● **BRIEF 1**
Render the sentence "The battery ground will go to the frame/engine as usual." from the forum thread on total-loss ignition wiring below into Spanish.
● **BRIEF 2**
Extend the forum thread on total-loss ignition wiring below, picking up right after its last sentence.
— Start of TEXT PASSAGE —
You are talking about wiring a total-loss system. Very simple. Battery positive will go to the coils positive (the resistor would be in this part of the circuit if one is being used). The coils ground goes to the points, there should be a wire already there hopefully. The battery ground will go to the frame/engine as usual. Put a switch on the battery to coil hot line if you like, or just disconnect the battery ground to arm/disarm the whole thing.
No coffee yet, and 20 years since I wired one this way but I think I got it right. My first RD350 race bike ran total loss.
 
I don't recall the RD having or needing resistors for the ignition coils. Those were usually reserved for the much larger bikes like the XS1100.
 
Shoeman has the plan. Orange and grey are the "ground" from the coils that go to the points, though the coils themselves don't have colored wires so you will have to go with what's left of the harness wires. Just unplug the not orange or grey coil wires and connect the battery plus, or if a resister is present to the input side and disconnect the harness. I think red w/white stripe is the wire color for the ignition hot coming from the key switch. Can't remember if that color is maintained past the resister. The system should be fine for testing (and brief running) without the resistor if needed. Battery (+) to the coils and (-) to the chassis should have it running if the points/condensers are wired up correctly. Don't worry about the rest of the electrical system as it won't interact if you test the ignition this way.
 
Cool, thanks guys. The resistor is there, I tested it and its reading the correct resistance (1.6 Ohm). The red/white wire is what is going from the resistor to the coils. I'll give it a shot as soon as I can.
— End of TEXT PASSAGE —
— Start of LISTED RECORDS —
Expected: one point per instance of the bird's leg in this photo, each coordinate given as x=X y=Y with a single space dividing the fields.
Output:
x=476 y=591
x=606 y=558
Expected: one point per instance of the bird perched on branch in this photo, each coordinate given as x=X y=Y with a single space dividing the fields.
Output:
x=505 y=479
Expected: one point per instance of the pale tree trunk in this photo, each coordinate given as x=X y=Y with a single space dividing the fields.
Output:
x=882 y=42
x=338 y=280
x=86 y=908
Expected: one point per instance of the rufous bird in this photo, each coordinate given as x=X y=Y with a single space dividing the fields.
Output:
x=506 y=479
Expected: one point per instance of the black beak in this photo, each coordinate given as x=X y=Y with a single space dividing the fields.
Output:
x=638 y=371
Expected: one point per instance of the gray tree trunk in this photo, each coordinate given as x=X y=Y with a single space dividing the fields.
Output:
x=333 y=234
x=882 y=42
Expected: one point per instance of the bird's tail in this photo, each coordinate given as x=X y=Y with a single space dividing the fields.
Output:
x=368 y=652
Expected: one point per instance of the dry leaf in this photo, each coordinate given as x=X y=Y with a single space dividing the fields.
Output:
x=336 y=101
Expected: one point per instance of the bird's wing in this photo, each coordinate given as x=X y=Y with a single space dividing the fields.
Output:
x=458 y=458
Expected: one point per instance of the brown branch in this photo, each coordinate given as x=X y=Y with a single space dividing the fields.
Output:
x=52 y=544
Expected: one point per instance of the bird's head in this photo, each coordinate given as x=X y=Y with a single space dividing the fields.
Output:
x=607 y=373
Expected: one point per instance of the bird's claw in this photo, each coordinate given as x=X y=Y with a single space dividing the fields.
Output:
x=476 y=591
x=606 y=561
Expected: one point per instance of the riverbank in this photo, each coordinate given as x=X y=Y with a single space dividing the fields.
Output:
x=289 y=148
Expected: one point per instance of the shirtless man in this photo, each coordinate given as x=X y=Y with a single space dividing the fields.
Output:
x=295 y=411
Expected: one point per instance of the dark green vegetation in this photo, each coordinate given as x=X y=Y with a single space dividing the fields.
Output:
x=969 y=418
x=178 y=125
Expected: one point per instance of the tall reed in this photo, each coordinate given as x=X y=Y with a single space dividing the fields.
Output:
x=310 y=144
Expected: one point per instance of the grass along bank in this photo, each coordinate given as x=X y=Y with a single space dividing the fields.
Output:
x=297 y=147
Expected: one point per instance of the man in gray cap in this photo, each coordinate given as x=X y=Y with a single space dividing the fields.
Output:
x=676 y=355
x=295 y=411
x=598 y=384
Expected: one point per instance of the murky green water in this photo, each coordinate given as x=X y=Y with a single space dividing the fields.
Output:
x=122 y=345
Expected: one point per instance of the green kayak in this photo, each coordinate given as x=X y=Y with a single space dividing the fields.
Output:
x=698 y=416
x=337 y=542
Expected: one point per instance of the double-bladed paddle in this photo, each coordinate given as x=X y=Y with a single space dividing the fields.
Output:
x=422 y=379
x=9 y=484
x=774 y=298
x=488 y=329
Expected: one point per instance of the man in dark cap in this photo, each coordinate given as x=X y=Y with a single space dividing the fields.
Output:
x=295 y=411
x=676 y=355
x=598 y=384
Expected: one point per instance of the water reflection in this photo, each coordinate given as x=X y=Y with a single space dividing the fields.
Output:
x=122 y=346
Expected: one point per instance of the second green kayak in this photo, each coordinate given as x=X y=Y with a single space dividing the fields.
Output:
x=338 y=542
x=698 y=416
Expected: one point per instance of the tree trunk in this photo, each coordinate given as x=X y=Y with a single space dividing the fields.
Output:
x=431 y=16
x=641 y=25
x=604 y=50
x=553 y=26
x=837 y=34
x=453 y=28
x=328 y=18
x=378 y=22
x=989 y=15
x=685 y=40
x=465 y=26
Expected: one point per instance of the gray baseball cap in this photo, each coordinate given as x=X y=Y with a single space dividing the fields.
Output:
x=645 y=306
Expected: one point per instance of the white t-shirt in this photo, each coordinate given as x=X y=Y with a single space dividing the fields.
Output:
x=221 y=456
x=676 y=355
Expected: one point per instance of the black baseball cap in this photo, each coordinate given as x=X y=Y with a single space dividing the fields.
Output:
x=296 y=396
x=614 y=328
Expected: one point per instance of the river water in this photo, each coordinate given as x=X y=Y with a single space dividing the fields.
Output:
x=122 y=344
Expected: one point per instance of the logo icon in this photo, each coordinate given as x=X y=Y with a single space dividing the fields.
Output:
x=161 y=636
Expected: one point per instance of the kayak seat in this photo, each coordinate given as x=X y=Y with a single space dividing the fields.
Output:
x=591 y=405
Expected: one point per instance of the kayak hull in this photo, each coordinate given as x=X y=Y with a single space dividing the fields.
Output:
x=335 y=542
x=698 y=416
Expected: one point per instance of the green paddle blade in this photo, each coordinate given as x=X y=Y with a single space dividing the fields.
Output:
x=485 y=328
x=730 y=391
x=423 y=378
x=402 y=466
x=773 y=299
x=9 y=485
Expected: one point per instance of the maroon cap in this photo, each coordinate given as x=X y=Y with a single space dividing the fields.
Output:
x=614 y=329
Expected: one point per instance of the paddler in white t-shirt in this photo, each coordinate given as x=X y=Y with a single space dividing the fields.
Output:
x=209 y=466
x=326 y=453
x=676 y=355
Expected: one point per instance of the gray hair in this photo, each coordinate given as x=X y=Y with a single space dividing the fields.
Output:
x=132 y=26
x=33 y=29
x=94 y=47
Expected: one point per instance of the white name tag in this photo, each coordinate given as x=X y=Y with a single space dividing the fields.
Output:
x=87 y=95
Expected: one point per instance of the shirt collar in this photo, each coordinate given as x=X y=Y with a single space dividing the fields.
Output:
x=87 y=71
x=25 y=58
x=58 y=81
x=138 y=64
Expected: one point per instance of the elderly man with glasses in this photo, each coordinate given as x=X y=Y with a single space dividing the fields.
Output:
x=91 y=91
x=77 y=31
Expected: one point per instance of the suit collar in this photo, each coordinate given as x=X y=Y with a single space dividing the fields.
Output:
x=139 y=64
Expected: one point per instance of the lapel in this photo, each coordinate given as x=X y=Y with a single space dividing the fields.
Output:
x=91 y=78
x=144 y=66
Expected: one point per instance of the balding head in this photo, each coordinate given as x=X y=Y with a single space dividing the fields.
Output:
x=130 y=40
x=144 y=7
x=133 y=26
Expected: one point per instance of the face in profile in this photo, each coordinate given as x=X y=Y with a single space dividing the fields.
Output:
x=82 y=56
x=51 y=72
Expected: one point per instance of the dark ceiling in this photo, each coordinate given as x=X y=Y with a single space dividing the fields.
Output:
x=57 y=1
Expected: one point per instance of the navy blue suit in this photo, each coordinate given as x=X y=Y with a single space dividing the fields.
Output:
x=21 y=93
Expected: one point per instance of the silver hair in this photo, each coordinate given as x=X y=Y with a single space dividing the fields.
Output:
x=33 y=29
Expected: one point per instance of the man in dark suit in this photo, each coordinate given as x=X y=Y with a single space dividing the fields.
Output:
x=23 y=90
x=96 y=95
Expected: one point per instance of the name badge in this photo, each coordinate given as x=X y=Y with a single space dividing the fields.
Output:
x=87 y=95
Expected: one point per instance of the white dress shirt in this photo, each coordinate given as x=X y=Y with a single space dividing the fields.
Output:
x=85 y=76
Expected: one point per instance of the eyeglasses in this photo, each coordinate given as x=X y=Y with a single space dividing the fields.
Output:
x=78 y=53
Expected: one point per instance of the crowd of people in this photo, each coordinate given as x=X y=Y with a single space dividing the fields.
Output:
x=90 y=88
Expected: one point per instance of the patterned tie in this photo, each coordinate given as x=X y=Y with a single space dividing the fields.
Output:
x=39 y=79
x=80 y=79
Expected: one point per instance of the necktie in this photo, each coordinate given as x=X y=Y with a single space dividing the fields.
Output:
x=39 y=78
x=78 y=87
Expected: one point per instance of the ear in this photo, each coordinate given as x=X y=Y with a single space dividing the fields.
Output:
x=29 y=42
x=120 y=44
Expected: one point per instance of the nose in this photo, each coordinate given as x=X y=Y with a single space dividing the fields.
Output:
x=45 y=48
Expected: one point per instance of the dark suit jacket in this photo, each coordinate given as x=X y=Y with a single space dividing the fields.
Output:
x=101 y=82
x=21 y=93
— End of LISTED RECORDS —
● **EXERCISE OUTPUT 1**
La masa de la batería irá al chasis/motor como de costumbre.

● **EXERCISE OUTPUT 2**
 
Quick update, I ended up messing with the stock harness a bit more to see where I was going wrong, realized the toggle switch that I thought was hooked up to the ignition circuit actually wasn't, and the wires to the ignition were just loose in a ball of electrical tape up front. So, I cut the ends off and twisted them together, hooked everything up, and we have spark! Probably should've double checked that before I started thinking about making a jumper harness :eek: Thanks for the help though!
 
I know it isn't an electrical question, but I didn't want to make another post so I figured I'll just post a reply here and hope for a response.
I did a compression test this weekend and got 60psi on both cylinders. I've opened the engine up before (few months ago?) and the top end looked good, I was also told it had been bored to 420cc with new Pistons at some point before I bought it. I tried putting some oil in the cylinders (remember seeing that can help tell if rings are bad or something?) and doing it again but still got 60 on each.
I'm not sure if I'm doing something wrong or if the gauge is off, but the fact that I'm getting the same on each makes me skeptical that they're both that far off.. Test was done with carbs and pipes off, about 5 minutes after torquing the head bolts to 180 in-lb (~15 ft-lb).
Any help is appreciated!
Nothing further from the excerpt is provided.